# [Assigned task]
Every entry should be transcribed word for word, so that nothing is missing.
*** Opening Data ***
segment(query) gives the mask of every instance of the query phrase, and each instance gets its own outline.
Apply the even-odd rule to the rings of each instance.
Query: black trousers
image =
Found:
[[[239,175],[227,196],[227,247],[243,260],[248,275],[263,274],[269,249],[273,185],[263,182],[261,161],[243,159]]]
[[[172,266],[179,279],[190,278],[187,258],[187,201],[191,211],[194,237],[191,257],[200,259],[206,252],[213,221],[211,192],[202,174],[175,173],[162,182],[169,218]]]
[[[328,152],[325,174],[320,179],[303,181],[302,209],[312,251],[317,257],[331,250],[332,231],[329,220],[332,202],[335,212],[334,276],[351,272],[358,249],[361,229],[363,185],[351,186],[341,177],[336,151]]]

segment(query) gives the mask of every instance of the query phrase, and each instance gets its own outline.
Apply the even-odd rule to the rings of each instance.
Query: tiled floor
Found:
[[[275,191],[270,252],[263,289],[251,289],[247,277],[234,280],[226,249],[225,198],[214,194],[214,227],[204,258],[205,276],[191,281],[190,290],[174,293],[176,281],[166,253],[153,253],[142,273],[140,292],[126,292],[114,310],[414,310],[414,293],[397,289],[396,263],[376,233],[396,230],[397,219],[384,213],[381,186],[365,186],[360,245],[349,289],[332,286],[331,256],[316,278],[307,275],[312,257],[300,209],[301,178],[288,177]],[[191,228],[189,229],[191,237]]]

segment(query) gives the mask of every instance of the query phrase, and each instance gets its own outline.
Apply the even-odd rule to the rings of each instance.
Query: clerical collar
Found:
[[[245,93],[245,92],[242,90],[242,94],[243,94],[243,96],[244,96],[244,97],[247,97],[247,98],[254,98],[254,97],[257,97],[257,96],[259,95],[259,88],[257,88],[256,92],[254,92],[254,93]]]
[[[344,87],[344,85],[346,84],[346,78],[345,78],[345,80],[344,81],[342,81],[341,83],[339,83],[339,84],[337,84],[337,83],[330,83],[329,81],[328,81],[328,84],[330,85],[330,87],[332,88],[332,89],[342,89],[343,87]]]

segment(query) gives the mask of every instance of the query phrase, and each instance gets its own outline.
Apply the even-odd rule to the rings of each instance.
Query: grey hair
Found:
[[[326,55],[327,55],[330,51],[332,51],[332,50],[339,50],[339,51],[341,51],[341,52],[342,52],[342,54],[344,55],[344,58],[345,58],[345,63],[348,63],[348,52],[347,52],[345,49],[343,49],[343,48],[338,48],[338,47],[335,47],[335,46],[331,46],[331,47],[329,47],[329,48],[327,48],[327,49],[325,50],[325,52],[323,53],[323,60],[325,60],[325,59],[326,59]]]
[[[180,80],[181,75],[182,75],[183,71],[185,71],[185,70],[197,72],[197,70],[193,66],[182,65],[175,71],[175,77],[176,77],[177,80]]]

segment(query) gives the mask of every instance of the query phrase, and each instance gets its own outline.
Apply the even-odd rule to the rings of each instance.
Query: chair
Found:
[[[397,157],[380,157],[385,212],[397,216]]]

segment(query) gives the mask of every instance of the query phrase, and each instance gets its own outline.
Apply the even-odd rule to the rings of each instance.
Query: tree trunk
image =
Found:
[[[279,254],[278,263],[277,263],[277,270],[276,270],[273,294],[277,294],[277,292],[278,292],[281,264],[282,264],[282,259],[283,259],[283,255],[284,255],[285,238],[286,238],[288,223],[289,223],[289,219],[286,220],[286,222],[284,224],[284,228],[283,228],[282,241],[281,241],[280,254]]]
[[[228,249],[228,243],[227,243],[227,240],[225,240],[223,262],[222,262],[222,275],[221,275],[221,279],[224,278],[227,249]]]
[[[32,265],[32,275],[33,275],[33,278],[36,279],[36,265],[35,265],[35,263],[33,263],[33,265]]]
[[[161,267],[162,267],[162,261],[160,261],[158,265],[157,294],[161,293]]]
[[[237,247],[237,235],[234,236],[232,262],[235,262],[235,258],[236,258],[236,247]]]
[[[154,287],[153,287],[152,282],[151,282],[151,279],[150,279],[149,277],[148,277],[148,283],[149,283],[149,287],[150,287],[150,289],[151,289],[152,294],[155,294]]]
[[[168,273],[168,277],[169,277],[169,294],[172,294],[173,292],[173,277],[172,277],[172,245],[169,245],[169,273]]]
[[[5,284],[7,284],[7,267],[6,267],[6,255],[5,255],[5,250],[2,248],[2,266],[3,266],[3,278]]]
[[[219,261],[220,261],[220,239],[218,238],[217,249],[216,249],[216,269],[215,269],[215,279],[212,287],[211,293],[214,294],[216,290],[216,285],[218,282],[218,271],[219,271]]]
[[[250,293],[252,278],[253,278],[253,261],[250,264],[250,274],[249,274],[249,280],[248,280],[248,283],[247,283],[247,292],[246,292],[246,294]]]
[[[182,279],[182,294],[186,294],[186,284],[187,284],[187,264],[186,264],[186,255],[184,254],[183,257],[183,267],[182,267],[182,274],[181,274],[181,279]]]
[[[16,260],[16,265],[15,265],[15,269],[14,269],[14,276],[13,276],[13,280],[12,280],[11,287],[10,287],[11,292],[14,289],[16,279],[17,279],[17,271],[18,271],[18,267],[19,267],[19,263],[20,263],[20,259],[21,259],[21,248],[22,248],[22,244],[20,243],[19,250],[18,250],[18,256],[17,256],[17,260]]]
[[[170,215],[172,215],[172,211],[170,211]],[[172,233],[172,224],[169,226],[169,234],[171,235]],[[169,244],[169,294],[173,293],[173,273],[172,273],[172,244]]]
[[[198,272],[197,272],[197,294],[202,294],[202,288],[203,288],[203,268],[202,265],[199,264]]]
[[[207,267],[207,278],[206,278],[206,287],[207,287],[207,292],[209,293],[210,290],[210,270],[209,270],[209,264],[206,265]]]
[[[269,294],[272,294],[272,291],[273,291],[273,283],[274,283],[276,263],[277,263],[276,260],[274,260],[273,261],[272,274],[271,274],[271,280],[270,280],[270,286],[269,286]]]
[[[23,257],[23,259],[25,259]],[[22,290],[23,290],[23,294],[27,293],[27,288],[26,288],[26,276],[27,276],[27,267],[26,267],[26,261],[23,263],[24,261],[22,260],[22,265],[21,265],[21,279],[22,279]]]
*** Closing Data ***
# [Response below]
segment(query) gives the mask of every instance of the query phrase, and each instance gets its own outline.
Apply the even-odd rule to the rings of each instance.
Query: black trousers
image =
Found:
[[[239,175],[227,196],[227,247],[243,260],[248,275],[263,274],[269,249],[273,185],[263,182],[261,161],[243,159]]]
[[[172,266],[179,279],[190,278],[187,258],[187,201],[191,211],[194,237],[191,257],[200,259],[206,252],[213,221],[211,192],[202,174],[175,173],[162,182],[169,218]]]
[[[328,152],[325,174],[320,179],[303,181],[302,209],[312,251],[317,257],[331,250],[332,231],[329,220],[332,202],[335,212],[334,276],[351,272],[358,249],[361,229],[363,185],[351,186],[341,177],[336,151]]]

segment(query) gives the mask of every instance of the query phrase, and each instance gets its own outline.
Apply the even-odd rule to the rings of each instance.
Query: tiled floor
Found:
[[[275,191],[270,252],[263,289],[251,289],[247,277],[234,280],[226,249],[225,198],[214,194],[214,227],[204,258],[205,276],[191,281],[190,290],[174,293],[176,281],[166,253],[153,253],[142,273],[140,292],[126,292],[114,310],[414,310],[414,293],[397,289],[396,263],[376,233],[396,230],[397,219],[384,213],[381,186],[365,186],[360,245],[349,289],[332,286],[331,256],[316,278],[307,275],[312,257],[300,209],[301,178],[288,177]],[[191,228],[189,229],[191,237]]]

segment(query) gives the mask of every instance of the query phrase, and each instance gets its own outline.
Apply the even-odd rule to the rings of each instance.
Query: clerical collar
Found:
[[[245,93],[245,92],[242,90],[242,94],[243,94],[243,96],[244,96],[244,97],[247,97],[247,98],[254,98],[254,97],[257,97],[257,96],[259,95],[259,88],[257,88],[256,92],[254,92],[254,93]]]
[[[344,87],[344,85],[346,84],[346,78],[345,78],[345,80],[344,81],[342,81],[341,83],[339,83],[339,84],[337,84],[337,83],[330,83],[329,81],[328,81],[328,84],[330,85],[330,87],[332,88],[332,89],[342,89],[343,87]]]

segment(query) gives the mask of every instance of the query phrase, and each instance gets its own outline.
Apply the even-odd rule to the rings of each instance.
Query: grey hair
Found:
[[[326,55],[327,55],[330,51],[332,51],[332,50],[339,50],[339,51],[341,51],[341,52],[342,52],[342,54],[344,55],[344,58],[345,58],[345,63],[348,63],[348,52],[347,52],[345,49],[343,49],[343,48],[338,48],[338,47],[335,47],[335,46],[331,46],[331,47],[329,47],[329,48],[327,48],[327,49],[325,50],[325,52],[323,53],[323,60],[325,60],[325,59],[326,59]]]
[[[180,80],[181,75],[182,75],[183,71],[185,71],[185,70],[197,72],[197,70],[193,66],[182,65],[175,71],[175,77],[176,77],[177,80]]]

segment(query) gives the mask of every instance of the query phrase, and each instance gets its own outline.
Apply the even-odd rule to the rings of each instance.
Query: chair
Found:
[[[397,157],[380,157],[385,212],[397,216]]]

segment(query) gives the mask of every instance of the query phrase, and each instance gets its own outline.
Apply the even-odd rule to the rings of each instance.
Query: tree trunk
image =
Found:
[[[279,254],[278,263],[277,263],[277,270],[276,270],[273,294],[277,294],[277,292],[278,292],[281,264],[282,264],[282,259],[283,259],[283,255],[284,255],[285,238],[286,238],[288,223],[289,223],[289,219],[286,220],[286,222],[284,224],[284,228],[283,228],[282,241],[281,241],[280,254]]]
[[[228,249],[228,243],[227,243],[227,240],[225,240],[223,262],[222,262],[222,275],[221,275],[221,279],[224,278],[227,249]]]
[[[32,265],[32,275],[33,275],[33,278],[36,279],[36,265],[35,265],[35,263],[33,263],[33,265]]]
[[[161,267],[162,267],[162,261],[160,261],[158,265],[157,294],[161,293]]]
[[[237,247],[237,235],[234,236],[232,262],[235,262],[235,258],[236,258],[236,247]]]
[[[154,287],[153,287],[152,282],[151,282],[151,279],[150,279],[149,277],[148,277],[148,283],[149,283],[149,287],[150,287],[150,289],[151,289],[152,294],[155,294]]]
[[[168,273],[168,277],[169,277],[169,294],[172,294],[173,292],[173,277],[172,277],[172,245],[169,245],[169,273]]]
[[[5,284],[7,284],[7,267],[6,267],[6,255],[5,255],[5,250],[2,248],[2,266],[3,266],[3,278]]]
[[[219,261],[220,261],[220,239],[218,238],[217,249],[216,249],[216,269],[215,269],[215,279],[212,287],[211,293],[214,294],[216,290],[216,285],[218,282],[218,271],[219,271]]]
[[[250,293],[252,278],[253,278],[253,261],[250,264],[250,274],[249,274],[249,280],[248,280],[248,283],[247,283],[247,292],[246,292],[246,294]]]
[[[182,279],[182,294],[186,294],[186,284],[187,284],[187,264],[186,264],[186,255],[184,254],[183,257],[183,267],[182,267],[182,274],[181,274],[181,279]]]
[[[16,260],[16,265],[15,265],[15,269],[14,269],[14,276],[13,276],[13,280],[12,280],[11,287],[10,287],[11,292],[14,289],[16,279],[17,279],[17,271],[18,271],[18,267],[19,267],[19,263],[20,263],[20,259],[21,259],[21,248],[22,248],[22,244],[20,243],[19,250],[18,250],[18,256],[17,256],[17,260]]]
[[[170,215],[172,215],[172,211],[170,211]],[[172,233],[172,224],[169,226],[169,234],[171,235]],[[169,244],[169,294],[173,293],[173,273],[172,273],[172,244]]]
[[[198,272],[197,272],[197,294],[202,294],[202,288],[203,288],[203,268],[202,265],[199,264]]]
[[[207,267],[207,278],[206,278],[206,287],[207,287],[207,292],[209,293],[210,290],[210,270],[209,270],[209,264],[206,265]]]
[[[269,294],[272,294],[272,291],[273,291],[273,283],[274,283],[276,263],[277,263],[276,260],[274,260],[273,261],[272,274],[271,274],[271,280],[270,280],[270,286],[269,286]]]
[[[23,257],[23,259],[25,259]],[[22,290],[23,290],[23,294],[27,293],[27,288],[26,288],[26,276],[27,276],[27,267],[26,267],[26,261],[23,263],[24,261],[22,260],[22,265],[21,265],[21,279],[22,279]]]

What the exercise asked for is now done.